**Supplied passage**
══════════
2 Data sets and analysis methods

2.1 Data sets

Two sets of SST data are used: the Improved Extended Reconstructed Sea Surface Temperature version 3b (ERSST V.3b) of the National Oceanic and Atmospheric Administration (NOAA) (Smith et al. 2008) and the UK Met Office Hadley Centre Sea Ice and Sea Surface Temperature data set (HadISST) (Rayner et al. 2003). The ERSST V.3b was constructed and updated by applying the most recently available SST in the International Comprehensive Ocean-Atmosphere Data Set (ICOADS) SST data and using improved statistical methods that allowed for stable reconstruction with sparse data. It covers the time period from January 1854 to present in 2° by 2° global grid provided by the NOAA/OAR/ESRL PSD, Boulder, CO, USA (http://www.esrl.noaa.gov/psd/). The HadISST is a combination of global monthly fields of SST and sea ice concentration on 1° by 1° grid from 1870 to present. It was reconstructed by using a two-stage reduced-space optimal interpolation procedure. We extracted SST data from January 1948 to December 2012 and found similar results from the two data sets. Thus, we only present the results from ERSST V.3b in this paper.
══════════
**Given data**
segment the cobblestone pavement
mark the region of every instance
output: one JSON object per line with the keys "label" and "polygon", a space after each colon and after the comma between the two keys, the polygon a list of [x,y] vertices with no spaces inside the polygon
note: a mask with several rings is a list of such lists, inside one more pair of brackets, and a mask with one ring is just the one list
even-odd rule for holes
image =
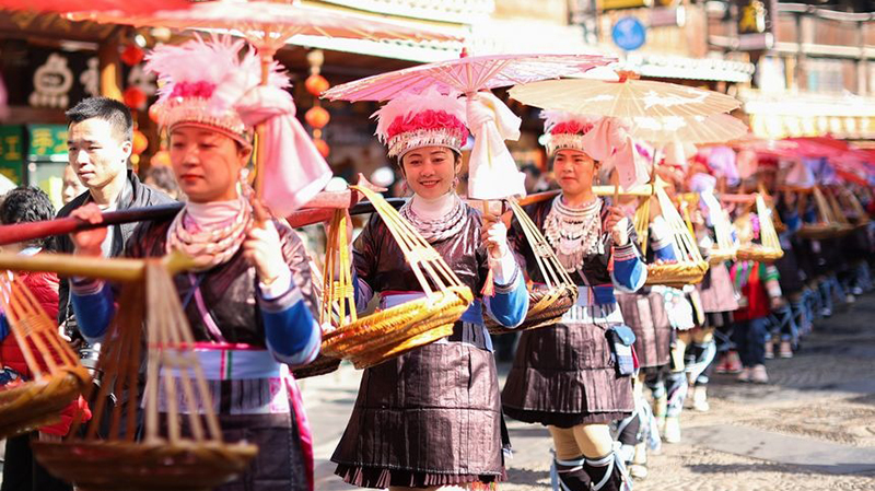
══════════
**Request**
Can you carry on the SST data sets passage, picking up right after its last sentence? The rows are separate material with no connection to the SST data sets passage.

**Response to this exercise**
The large-scale atmospheric features are analyzed from the National Centers for Environmental Prediction-National Center for Atmospheric Research (NCEP-NCAR) Reanalysis (Kalnay et al. 1996). The data set coverage starts in January 1948 and is continuously updated by the NOAA/OAR/ESRL PSD (http://www.esrl.noaa.gov/psd/). To ensure the robustness of our results, we also examined the ERA-40 reanalysis from September 1957 to August 2002 (Uppala et al. 2005) and the ECMWF Interim reanalysis (ERA-Interim), which is a global atmospheric reanalysis from 1979 to present (Dee et al. 2011). We found similar results from various reanalysis products and, thus, only present the results from the NCEP-NCAR reanalysis (from January 1948 to December 2012). We use the Global Precipitation Climatology Project (GPCP) monthly precipitation data set version 2.2 (Adler et al. 2003) for the period of 1979–2012 at 2.5° by 2.5° global grid provided by the NOAA/OAR/ESRL PSD. We also use the TS (time series) 3.21 data sets from the Climatic Research Unit (CRU) of the University of East Anglia, UK (Harris et al. 2014). It contains land-only data information based on gauge observations for the period of 1901–2012; its resolution is 0.5° by 0.5°. More details of the CRU data set can be found online (http://www.cru.uea.ac.uk/data/hrg/).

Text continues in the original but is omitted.